- _Directions for this task_:
Within the records below, reproduce without change the lines from the line that has "Exercise. Mark the teddy bear's nose" through the line that has "Label a point on each instance of the tall", and only those.

- _Extracted information_:
_ _ _ _ _
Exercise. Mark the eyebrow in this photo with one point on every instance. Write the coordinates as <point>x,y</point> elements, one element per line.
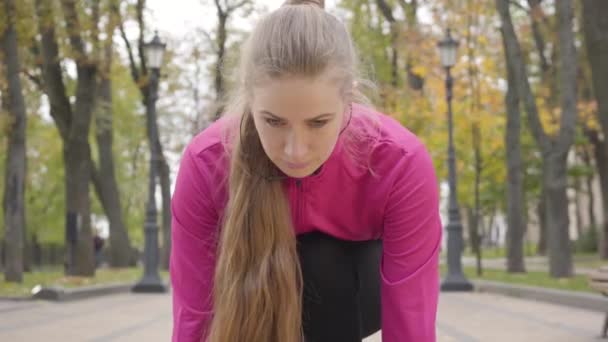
<point>321,116</point>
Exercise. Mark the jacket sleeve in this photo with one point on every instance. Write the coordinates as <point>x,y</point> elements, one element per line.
<point>411,245</point>
<point>193,245</point>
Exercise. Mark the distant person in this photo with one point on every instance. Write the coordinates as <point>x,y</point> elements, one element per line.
<point>98,243</point>
<point>303,214</point>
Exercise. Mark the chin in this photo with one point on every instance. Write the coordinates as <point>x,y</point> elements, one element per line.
<point>298,173</point>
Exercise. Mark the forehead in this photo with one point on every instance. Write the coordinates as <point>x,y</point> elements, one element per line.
<point>297,97</point>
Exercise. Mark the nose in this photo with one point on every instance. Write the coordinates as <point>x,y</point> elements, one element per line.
<point>296,147</point>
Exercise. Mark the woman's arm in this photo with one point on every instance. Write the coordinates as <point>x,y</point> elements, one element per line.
<point>193,239</point>
<point>411,245</point>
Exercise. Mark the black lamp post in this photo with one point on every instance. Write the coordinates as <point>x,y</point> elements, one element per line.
<point>455,280</point>
<point>151,281</point>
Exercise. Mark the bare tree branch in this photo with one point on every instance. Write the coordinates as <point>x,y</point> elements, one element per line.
<point>141,4</point>
<point>74,28</point>
<point>236,6</point>
<point>132,64</point>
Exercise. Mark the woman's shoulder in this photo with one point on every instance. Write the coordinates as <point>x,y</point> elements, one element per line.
<point>384,131</point>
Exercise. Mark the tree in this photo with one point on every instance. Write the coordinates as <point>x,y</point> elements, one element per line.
<point>73,122</point>
<point>515,194</point>
<point>14,192</point>
<point>104,179</point>
<point>140,75</point>
<point>554,147</point>
<point>595,28</point>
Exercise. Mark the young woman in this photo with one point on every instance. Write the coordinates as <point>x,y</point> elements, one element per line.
<point>304,215</point>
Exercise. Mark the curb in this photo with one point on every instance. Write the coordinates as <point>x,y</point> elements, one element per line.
<point>60,294</point>
<point>580,300</point>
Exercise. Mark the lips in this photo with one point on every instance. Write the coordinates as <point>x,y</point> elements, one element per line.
<point>297,165</point>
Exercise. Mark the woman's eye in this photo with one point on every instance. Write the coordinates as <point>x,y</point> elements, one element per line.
<point>273,122</point>
<point>318,123</point>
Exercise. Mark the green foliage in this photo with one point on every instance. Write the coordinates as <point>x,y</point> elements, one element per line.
<point>588,241</point>
<point>539,279</point>
<point>55,277</point>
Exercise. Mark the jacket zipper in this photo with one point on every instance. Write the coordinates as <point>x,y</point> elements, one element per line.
<point>298,204</point>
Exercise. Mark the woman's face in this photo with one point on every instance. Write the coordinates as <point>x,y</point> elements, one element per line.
<point>298,121</point>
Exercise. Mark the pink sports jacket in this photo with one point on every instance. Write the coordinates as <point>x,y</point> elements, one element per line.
<point>397,201</point>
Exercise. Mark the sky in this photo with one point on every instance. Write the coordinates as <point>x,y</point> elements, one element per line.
<point>190,14</point>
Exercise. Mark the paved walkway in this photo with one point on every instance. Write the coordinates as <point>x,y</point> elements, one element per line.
<point>535,263</point>
<point>464,317</point>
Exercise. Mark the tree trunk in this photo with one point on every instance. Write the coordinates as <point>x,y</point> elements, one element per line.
<point>219,65</point>
<point>165,185</point>
<point>558,239</point>
<point>600,151</point>
<point>554,148</point>
<point>14,192</point>
<point>73,125</point>
<point>595,29</point>
<point>516,225</point>
<point>589,188</point>
<point>120,246</point>
<point>541,210</point>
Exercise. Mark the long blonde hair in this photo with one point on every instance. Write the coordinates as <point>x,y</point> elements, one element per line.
<point>258,282</point>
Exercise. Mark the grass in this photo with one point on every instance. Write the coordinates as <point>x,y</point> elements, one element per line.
<point>540,279</point>
<point>55,277</point>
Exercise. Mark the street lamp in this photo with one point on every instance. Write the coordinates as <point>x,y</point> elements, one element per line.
<point>455,280</point>
<point>151,281</point>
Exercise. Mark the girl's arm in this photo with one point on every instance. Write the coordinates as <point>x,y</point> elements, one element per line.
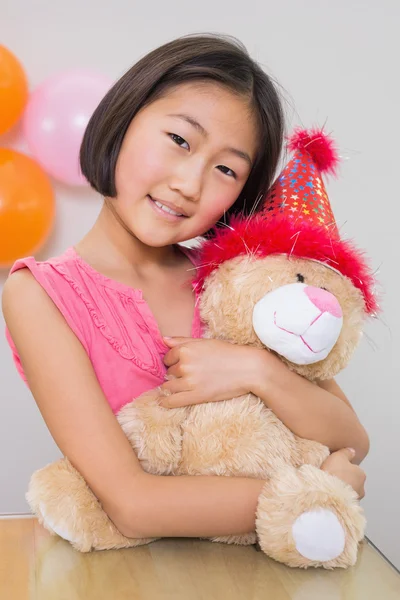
<point>316,412</point>
<point>209,370</point>
<point>69,397</point>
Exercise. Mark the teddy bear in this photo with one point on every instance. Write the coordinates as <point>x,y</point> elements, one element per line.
<point>284,281</point>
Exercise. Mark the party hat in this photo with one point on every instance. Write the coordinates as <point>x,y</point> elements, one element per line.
<point>299,192</point>
<point>296,219</point>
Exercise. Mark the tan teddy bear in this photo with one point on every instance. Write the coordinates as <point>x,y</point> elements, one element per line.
<point>286,282</point>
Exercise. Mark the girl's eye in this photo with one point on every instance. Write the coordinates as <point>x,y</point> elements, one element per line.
<point>179,141</point>
<point>227,171</point>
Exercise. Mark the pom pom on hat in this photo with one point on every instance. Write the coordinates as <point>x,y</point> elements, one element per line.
<point>319,145</point>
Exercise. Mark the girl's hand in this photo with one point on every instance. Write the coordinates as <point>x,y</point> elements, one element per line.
<point>203,370</point>
<point>339,464</point>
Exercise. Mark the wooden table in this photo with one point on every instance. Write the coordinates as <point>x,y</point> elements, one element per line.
<point>37,566</point>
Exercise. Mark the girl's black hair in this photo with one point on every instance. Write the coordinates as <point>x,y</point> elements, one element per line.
<point>211,57</point>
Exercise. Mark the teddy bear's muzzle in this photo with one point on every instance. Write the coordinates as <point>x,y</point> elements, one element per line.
<point>300,322</point>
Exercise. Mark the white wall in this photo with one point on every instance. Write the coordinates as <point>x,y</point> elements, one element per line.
<point>338,62</point>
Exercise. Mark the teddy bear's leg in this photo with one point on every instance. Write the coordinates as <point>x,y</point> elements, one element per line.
<point>155,433</point>
<point>309,518</point>
<point>247,539</point>
<point>64,504</point>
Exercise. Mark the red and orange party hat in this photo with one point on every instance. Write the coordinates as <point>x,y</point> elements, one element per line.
<point>296,219</point>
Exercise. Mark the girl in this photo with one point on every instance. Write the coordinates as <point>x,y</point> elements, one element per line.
<point>190,133</point>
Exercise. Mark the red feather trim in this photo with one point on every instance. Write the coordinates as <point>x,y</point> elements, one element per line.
<point>283,236</point>
<point>319,145</point>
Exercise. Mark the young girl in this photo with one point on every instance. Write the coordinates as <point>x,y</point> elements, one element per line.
<point>189,134</point>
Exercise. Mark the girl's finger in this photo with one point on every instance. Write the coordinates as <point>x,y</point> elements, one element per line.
<point>174,386</point>
<point>174,372</point>
<point>172,357</point>
<point>178,400</point>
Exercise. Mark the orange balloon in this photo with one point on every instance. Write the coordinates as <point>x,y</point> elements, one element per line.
<point>13,89</point>
<point>27,206</point>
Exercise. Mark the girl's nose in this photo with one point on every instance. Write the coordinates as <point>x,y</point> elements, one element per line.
<point>324,300</point>
<point>188,180</point>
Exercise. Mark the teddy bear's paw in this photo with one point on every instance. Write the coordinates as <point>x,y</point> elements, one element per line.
<point>248,539</point>
<point>155,433</point>
<point>308,518</point>
<point>318,535</point>
<point>65,505</point>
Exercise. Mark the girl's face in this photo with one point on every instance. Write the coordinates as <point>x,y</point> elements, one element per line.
<point>183,162</point>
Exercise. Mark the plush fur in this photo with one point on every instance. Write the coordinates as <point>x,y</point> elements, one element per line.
<point>237,437</point>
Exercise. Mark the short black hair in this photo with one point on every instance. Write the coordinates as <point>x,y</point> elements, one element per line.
<point>196,57</point>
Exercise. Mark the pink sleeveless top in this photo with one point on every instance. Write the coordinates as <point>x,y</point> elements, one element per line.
<point>112,321</point>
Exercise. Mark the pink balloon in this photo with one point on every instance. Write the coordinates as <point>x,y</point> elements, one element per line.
<point>56,117</point>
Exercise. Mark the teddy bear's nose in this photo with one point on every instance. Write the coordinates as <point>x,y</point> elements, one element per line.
<point>323,300</point>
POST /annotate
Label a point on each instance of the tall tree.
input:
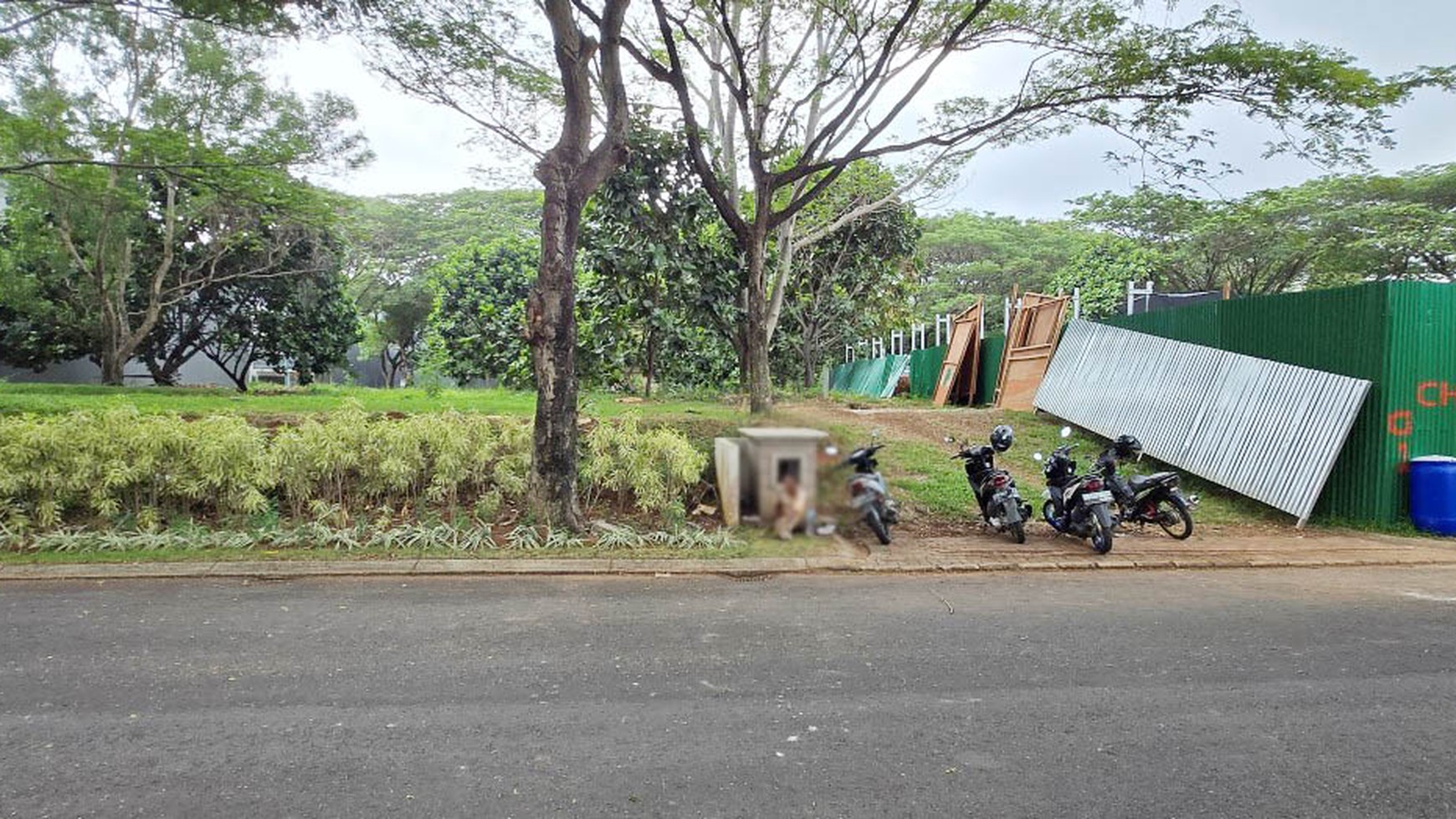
(305, 323)
(968, 255)
(813, 86)
(659, 293)
(395, 240)
(478, 326)
(159, 161)
(854, 283)
(542, 98)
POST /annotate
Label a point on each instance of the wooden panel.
(1030, 342)
(958, 370)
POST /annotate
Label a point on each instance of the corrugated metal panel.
(895, 366)
(1197, 323)
(874, 378)
(992, 350)
(1267, 429)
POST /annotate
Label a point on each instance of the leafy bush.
(123, 463)
(651, 468)
(140, 470)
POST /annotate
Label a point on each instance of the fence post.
(1133, 291)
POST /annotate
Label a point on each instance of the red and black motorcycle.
(1076, 505)
(1145, 499)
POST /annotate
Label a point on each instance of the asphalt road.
(1286, 693)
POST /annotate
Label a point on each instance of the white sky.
_ _ _ _ _
- _Finished exercise_:
Exercise. Mark the teddy bear's nose in this photo with one point on every instance. Write the coordinates as <point>x,y</point> elements, one element per line.
<point>323,300</point>
POST /annotate
Label a point on each instance of the tall tree.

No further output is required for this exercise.